> Task 1: Reproduce the part of the article on choosing software developers that begins at the words "5th Recommendation: Don’t" and ends after the words "doing cardiac surgery.".
> Task 2: Please continue the article on choosing software developers from the point where it stops.

> Document section:
++++

This is the last part of the series where Profinit’s CEO, Tomas Pavlik, offers recommendations on how to avoid serious mistakes when searching for developers for your team or when shopping for custom software development when there is a serious shortage of qualified software professionals in Europe.
5th Recommendation: Don’t let a civil engineer do your heart surgery
Software development is a demanding field requiring talent, a good university education, and lifelong professional development. It is a field comparable to medicine. Despite this, many people think that anyone who has completed a one-week course in HTML is a programmer. Certainly, even a small kid can cobble up a webpage. But the difference between a simple webpage and software that does money transfers for a bank is about the same as that between applying a skin patch and doing cardiac surgery.
Do not underestimate the complexity of the software or the education necessary for developers. Five years of university education in software engineering is just as necessary for any developer as the completion of medical school is for a doctor. Ask you suppliers about what education is required of their people. Be demanding and uncompromising regarding the education of your in-house developers. Our experience unequivocally shows that quality professional education is more important than years of experience at a company where software is just “thrown together”.
6th Recommendation: Look at costs, not man-day price
When dealing with procurement departments in large organizations, we often notice that their only objective is to push down the man-day price. Unfortunately, in many tenders the man-day price appears to be the only hard value that matters. But the cost of software development is a much more complex variable. Apart from man-days, one must take into account the difficult to measure productivity of a developer, and even more difficult to quantify, the long-term capability of the supplier to keep it up and ensure it is increasing in the team. What metrics do you or your suppliers use to measure productivity? Are they suitable for your specific situation, or only the textbook kind? Or do you not measure it at all? How do you or your supplier ensure continuous improvement in productivity? Do you know how much time is spent writing new code and how much time is spent correcting errors? Do you know how many lines of code your developers produce per day? Do you use the function points method?

++++

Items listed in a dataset

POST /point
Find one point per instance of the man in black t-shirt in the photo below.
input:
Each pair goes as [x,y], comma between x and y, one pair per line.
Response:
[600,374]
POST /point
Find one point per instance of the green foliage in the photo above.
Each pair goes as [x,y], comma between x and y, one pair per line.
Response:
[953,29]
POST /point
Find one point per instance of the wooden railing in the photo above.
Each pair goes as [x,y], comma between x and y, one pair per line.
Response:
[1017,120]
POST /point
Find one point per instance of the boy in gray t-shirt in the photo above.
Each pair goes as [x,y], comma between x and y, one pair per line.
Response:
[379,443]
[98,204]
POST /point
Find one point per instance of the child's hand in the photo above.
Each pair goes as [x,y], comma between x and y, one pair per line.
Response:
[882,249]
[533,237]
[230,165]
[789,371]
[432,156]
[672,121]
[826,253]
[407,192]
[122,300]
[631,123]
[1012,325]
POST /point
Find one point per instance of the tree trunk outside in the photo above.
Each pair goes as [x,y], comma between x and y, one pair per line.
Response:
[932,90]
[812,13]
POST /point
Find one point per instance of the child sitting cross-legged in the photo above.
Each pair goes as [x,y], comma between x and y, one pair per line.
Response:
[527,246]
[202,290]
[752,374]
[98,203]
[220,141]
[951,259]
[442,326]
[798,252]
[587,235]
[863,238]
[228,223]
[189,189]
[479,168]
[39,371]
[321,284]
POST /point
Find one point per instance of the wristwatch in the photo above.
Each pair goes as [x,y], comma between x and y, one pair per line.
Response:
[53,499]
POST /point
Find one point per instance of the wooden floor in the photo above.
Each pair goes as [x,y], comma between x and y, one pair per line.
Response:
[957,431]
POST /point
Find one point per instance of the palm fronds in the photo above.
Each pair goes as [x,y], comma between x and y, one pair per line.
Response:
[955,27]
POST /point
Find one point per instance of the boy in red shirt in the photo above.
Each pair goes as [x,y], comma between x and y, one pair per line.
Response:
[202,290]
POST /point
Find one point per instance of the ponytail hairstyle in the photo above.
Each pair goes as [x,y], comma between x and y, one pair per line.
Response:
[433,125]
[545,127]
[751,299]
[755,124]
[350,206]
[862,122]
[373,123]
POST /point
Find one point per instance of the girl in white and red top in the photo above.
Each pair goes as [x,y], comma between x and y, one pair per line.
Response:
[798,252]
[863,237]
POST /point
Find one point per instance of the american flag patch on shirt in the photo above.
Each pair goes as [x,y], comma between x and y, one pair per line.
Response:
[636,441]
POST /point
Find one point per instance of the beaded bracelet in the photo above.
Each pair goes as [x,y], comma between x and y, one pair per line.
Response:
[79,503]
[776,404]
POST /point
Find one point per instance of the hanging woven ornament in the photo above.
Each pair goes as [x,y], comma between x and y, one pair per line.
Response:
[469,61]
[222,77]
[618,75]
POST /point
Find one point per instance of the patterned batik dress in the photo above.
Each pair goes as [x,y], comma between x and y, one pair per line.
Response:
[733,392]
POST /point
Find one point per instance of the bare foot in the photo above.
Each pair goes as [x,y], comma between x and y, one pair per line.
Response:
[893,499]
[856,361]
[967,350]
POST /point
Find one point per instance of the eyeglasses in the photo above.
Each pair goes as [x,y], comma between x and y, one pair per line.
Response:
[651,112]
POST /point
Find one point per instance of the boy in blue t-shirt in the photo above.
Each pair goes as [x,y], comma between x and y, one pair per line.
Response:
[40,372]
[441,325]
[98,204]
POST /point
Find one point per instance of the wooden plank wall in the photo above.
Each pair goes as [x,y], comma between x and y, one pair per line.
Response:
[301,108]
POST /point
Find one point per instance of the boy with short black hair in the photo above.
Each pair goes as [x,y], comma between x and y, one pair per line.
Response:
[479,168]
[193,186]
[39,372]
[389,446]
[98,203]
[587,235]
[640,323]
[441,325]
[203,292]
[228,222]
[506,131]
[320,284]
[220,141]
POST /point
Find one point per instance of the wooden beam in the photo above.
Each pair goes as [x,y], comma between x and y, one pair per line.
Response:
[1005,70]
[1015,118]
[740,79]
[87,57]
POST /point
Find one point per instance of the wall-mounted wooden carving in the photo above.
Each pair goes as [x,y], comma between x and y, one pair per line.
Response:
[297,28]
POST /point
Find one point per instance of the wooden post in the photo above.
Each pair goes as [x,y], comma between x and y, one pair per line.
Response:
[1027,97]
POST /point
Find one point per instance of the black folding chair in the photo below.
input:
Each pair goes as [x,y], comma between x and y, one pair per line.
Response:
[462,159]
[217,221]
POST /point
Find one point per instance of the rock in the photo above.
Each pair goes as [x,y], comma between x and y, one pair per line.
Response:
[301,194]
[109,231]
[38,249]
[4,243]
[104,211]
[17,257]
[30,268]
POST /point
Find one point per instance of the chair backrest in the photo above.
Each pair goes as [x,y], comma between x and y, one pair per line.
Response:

++++

> Final answer 1:
5th Recommendation: Don’t let a civil engineer do your heart surgery
Software development is a demanding field requiring talent, a good university education, and lifelong professional development. It is a field comparable to medicine. Despite this, many people think that anyone who has completed a one-week course in HTML is a programmer. Certainly, even a small kid can cobble up a webpage. But the difference between a simple webpage and software that does money transfers for a bank is about the same as that between applying a skin patch and doing cardiac surgery.

> Final answer 2:
I have observed that in the last two or three years the situation on the software market has changed dramatically, and in software development it will be more and more difficult to manage by deliverables. By which I mean that within the given time and budget, I want to implement a set of functional and non-functional requirements without worrying about what happened before and what happens after such a project. I believe that we will get much better results when we start to manage by team capacity, meaning that in the long run I allocate stable funding and then I only keep optimizing how many requirements can be accommodated with the money available. If we can accept this market change as a new paradigm and adjust to it, I believe it will help us to make software more efficiently and with more pleasure and satisfaction, and that’s what I genuinely wish for both customers and developers.